**Exercise directions:**
A word-for-word repetition of all the entries is required.

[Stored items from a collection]

· · · ·

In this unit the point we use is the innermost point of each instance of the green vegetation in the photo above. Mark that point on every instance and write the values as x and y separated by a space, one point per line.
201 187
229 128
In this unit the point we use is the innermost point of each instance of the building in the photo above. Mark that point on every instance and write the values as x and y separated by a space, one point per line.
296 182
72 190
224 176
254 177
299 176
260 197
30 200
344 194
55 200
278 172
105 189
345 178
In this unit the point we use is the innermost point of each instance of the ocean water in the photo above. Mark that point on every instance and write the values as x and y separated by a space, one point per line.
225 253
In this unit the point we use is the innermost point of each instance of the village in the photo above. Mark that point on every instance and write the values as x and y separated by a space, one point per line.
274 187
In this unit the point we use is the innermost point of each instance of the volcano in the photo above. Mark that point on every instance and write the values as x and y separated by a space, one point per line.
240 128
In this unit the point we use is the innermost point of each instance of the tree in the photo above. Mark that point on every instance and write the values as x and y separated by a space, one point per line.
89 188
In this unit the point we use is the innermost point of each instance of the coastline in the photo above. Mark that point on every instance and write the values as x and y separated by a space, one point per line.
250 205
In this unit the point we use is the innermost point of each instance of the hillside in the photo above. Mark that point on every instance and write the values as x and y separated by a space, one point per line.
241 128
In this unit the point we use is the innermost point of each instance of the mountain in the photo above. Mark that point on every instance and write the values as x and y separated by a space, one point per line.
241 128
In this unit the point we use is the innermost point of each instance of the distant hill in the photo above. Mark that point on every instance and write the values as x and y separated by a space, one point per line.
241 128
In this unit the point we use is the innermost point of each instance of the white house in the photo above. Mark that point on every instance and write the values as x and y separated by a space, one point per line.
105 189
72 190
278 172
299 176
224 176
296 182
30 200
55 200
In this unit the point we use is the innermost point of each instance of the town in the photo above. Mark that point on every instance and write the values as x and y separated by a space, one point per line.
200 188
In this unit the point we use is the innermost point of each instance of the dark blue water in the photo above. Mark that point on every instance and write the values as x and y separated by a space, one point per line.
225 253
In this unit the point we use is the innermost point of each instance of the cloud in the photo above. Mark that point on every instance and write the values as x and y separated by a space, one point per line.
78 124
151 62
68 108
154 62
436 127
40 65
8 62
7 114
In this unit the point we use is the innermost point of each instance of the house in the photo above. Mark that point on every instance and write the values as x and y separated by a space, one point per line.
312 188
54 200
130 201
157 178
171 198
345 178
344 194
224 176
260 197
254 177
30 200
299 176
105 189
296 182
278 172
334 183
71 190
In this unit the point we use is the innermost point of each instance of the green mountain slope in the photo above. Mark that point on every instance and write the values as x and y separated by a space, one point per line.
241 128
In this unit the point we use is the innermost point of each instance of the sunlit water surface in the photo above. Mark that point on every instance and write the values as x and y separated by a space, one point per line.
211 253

· · · ·

**Problem solution:**
In this unit the point we use is the innermost point of each instance of the green vegetation in the photo above. Mark that point on every instance and write the values as x and y separated by a space, one point per line.
201 187
229 128
In this unit the point we use is the innermost point of each instance of the building in the photo above. Mark that point on every instance and write the values as x and y separated by a space, one point per line.
296 182
72 190
224 176
254 177
299 176
260 197
30 200
344 194
55 200
278 172
105 189
345 178
In this unit the point we use is the innermost point of each instance of the ocean water in the photo above. Mark that point on every instance and write the values as x and y separated by a space, one point per line.
225 253
In this unit the point we use is the innermost point of each instance of the village in the photo above. Mark that point on every instance and write the values as x and y separated by a space, one point per line.
274 187
In this unit the point we use is the innermost point of each instance of the volcano in the photo above. Mark that point on every instance and write the values as x and y separated by a space, one point per line.
240 128
In this unit the point we use is the innermost point of each instance of the tree in the photo above. Mark that point on every instance and write the values as x and y separated by a space, one point per line.
89 188
In this unit the point we use is the innermost point of each instance of the coastline in the photo above. Mark that point on every instance and write the values as x and y separated by a space, one point per line.
250 205
In this unit the point we use is the innermost point of each instance of the hillside in the photo above. Mark that point on every instance and write the values as x and y separated by a space, one point per line.
241 128
In this unit the point we use is the innermost point of each instance of the mountain in the photo above. Mark that point on every instance and write the values as x and y separated by a space, one point per line.
241 128
In this unit the point we use is the innermost point of each instance of the distant hill in the photo above. Mark that point on every instance and write the values as x and y separated by a space, one point per line.
241 128
In this unit the point we use is the innermost point of each instance of the white house in the photo above. Mark that point on every instance and write the values as x and y separated by a space, one point per line.
105 189
72 190
278 172
299 176
224 176
296 182
30 200
55 200
In this unit the point we use is the innermost point of each instance of the town in the photo above. Mark that point on every instance and write the values as x and y separated by a space, one point per line.
200 188
In this unit the point we use is the innermost point of each instance of the dark blue water in the photo above. Mark that point on every instance and write the values as x and y separated by a space, one point per line.
225 253
In this unit the point we use is the innermost point of each instance of the cloud in the photo above. Mark that point on every instance and write the values as x and y separated by a space, one point per line.
78 124
151 62
68 108
154 62
436 127
40 65
8 62
7 114
In this unit the point we use is the innermost point of each instance of the house in the photo above. Mark that point on every instance and write the values as x and y separated by a space, one point per line.
312 188
54 200
130 201
157 178
171 198
345 178
344 194
224 176
260 197
254 177
30 200
299 176
105 189
296 182
278 172
334 183
71 190
In this unit the point we use is the innermost point of each instance of the green mountain slope in the photo above. Mark that point on every instance and write the values as x and y separated by a space, one point per line.
241 128
In this unit the point we use is the innermost point of each instance of the sunlit water surface in the photo above. Mark that point on every instance and write the values as x and y separated by a space, one point per line.
211 253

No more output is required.